What the task requires -
Print, exactly as given, each line of the data from the line containing "of the building" up to and including its last line.

::: Record excerpts :::

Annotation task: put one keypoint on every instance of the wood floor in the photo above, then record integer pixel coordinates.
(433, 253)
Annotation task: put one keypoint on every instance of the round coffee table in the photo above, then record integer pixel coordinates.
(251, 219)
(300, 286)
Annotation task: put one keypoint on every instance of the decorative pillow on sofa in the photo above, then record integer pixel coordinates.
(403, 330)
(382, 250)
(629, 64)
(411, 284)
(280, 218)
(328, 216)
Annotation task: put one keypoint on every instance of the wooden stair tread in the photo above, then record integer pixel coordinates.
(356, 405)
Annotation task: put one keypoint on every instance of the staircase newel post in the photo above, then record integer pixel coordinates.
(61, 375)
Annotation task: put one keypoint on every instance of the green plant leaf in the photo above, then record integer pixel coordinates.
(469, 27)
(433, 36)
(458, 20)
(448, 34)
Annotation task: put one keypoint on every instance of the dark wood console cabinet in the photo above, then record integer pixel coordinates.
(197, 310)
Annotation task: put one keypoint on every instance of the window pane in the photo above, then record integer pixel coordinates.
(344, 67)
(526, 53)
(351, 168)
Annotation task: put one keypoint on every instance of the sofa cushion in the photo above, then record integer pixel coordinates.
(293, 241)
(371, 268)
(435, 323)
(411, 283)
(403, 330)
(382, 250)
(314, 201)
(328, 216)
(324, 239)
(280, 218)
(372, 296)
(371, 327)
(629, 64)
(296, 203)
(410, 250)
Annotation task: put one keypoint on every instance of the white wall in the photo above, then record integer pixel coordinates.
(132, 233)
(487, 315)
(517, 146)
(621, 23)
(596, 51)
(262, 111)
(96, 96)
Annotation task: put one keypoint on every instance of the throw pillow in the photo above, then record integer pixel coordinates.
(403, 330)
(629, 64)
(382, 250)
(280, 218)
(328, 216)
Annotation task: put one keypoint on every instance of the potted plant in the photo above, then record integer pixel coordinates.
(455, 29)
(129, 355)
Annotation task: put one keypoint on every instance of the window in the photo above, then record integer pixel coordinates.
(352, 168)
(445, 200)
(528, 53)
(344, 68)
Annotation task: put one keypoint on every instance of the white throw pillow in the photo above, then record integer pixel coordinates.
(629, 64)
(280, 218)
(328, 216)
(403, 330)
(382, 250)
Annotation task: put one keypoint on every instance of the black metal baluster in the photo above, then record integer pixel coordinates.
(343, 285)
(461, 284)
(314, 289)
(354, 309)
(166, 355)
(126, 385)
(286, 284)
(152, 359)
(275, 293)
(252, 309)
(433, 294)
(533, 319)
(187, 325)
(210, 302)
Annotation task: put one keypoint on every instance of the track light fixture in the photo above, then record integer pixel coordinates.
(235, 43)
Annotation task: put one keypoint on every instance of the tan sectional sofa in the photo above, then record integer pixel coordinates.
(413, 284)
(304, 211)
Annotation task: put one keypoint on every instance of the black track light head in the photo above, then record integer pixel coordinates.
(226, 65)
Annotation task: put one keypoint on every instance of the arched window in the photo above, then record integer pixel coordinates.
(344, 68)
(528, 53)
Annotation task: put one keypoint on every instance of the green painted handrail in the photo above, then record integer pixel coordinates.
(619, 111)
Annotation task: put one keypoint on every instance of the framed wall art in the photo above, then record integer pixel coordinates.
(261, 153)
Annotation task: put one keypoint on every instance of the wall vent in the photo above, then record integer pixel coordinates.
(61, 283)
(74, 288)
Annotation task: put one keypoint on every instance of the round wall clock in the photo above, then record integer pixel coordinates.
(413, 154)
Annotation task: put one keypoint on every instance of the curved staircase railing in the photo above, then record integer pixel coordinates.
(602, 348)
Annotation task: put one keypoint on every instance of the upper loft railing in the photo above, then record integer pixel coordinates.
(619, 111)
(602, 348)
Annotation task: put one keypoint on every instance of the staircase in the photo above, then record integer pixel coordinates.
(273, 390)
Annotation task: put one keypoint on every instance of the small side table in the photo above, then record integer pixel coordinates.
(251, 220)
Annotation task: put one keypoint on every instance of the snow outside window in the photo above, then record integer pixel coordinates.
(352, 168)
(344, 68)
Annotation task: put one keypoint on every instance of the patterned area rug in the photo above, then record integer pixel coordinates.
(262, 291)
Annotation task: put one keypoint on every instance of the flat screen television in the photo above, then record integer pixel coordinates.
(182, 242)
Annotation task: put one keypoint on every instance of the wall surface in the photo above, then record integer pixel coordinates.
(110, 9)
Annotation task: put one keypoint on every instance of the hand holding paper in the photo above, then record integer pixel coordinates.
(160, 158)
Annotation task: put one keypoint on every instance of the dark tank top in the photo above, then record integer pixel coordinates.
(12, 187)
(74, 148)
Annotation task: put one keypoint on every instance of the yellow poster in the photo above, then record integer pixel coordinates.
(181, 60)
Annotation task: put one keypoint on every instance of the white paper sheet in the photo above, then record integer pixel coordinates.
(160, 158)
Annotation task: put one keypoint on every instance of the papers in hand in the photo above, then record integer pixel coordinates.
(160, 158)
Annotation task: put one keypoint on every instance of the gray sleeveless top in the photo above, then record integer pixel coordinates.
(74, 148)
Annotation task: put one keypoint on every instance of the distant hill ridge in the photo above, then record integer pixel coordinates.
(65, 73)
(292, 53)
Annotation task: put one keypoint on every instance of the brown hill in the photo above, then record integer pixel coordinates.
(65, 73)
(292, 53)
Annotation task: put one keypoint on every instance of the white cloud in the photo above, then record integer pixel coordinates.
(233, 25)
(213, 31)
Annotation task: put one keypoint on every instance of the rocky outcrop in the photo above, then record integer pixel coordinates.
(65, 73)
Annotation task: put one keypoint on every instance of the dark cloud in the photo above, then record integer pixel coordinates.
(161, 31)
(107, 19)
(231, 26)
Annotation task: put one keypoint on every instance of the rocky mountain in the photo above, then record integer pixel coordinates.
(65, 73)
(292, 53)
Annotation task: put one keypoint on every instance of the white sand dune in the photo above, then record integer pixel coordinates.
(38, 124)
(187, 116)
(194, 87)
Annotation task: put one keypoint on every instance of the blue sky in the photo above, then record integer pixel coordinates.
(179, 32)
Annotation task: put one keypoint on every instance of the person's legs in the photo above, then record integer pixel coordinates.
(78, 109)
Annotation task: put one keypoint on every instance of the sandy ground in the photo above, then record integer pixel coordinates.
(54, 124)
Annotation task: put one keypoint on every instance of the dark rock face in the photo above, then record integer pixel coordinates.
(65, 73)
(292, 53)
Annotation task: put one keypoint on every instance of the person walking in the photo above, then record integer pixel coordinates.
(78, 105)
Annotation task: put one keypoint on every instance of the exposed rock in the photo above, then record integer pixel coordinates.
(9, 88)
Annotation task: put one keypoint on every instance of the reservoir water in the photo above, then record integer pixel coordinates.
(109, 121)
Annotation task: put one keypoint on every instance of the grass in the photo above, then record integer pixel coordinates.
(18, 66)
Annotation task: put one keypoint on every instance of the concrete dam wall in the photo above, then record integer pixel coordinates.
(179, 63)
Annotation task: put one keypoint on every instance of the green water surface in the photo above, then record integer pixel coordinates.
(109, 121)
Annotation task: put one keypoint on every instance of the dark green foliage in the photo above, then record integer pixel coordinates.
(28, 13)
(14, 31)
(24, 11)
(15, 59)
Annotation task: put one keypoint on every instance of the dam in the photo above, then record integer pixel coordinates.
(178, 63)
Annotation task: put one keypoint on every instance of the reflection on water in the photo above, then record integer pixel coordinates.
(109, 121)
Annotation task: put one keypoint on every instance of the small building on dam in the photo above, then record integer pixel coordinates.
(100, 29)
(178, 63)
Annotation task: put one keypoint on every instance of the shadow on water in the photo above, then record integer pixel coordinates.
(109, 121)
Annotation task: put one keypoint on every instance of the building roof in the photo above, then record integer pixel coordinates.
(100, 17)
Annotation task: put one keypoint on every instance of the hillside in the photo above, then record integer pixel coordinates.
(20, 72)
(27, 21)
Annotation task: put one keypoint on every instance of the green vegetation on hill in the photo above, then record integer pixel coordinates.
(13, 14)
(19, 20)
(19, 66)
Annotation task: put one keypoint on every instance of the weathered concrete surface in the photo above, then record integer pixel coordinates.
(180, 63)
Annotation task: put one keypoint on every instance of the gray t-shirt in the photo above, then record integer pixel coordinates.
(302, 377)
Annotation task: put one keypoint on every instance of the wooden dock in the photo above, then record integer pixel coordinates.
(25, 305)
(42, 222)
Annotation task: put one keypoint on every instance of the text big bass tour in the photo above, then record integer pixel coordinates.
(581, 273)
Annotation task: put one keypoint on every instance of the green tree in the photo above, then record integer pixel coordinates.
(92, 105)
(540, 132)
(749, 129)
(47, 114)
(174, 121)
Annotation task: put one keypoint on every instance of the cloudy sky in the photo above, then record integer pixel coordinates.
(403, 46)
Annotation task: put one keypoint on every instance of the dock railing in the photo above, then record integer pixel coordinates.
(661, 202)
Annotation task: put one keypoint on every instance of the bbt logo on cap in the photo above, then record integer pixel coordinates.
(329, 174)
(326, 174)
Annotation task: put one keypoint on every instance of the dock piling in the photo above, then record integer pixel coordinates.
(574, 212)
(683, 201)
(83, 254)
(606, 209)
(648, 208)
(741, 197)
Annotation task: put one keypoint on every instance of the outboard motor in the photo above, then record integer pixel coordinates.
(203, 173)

:::

Full output -
Annotation task: put one keypoint on every instance of the building roof in the photo above, then record integer pixel coordinates.
(100, 17)
Annotation task: put one keypoint on every instance of the hillside in the photo above, then record integer pixel coordinates.
(20, 72)
(27, 21)
Annotation task: put one keypoint on every instance of the green vegetation on hill in the photo above, then record integer pixel coordinates.
(13, 14)
(19, 20)
(19, 66)
Annotation task: put one keypoint on every instance of the weathered concrete surface in the photo above, then record integer pixel coordinates.
(180, 63)
Annotation task: put one keypoint on every instance of the gray t-shirt in the photo above, then record integer pixel coordinates.
(302, 377)
Annotation task: put one keypoint on every instance of the wooden dock in the photo above, then record integer pixel coordinates.
(25, 305)
(42, 222)
Annotation task: put one keypoint on every instance of the text big bass tour in the photo above, then record integer pixel coordinates.
(581, 273)
Annotation task: put one keypoint on every instance of the green tree in the photo above, then record integer pixel coordinates.
(92, 105)
(540, 132)
(749, 129)
(47, 114)
(174, 121)
Annotation task: put one keypoint on every instance of the cloudy sky in the photo above, then record integer pixel coordinates.
(403, 46)
Annotation task: put one keypoint on every instance of the dock railing in the photo above, then record integer pixel coordinates.
(661, 202)
Annotation task: put one keypoint on every instance of the bbt logo on cap in the photo above, then record integer pixel coordinates.
(329, 174)
(326, 174)
Annotation task: put one keypoint on every instance of the dock piling in the photo above, then record integer pixel coordinates.
(574, 212)
(683, 201)
(83, 254)
(606, 209)
(648, 208)
(741, 197)
Annotation task: put one keypoint on every instance of the outboard motor in the photo above, then record integer pixel coordinates.
(203, 173)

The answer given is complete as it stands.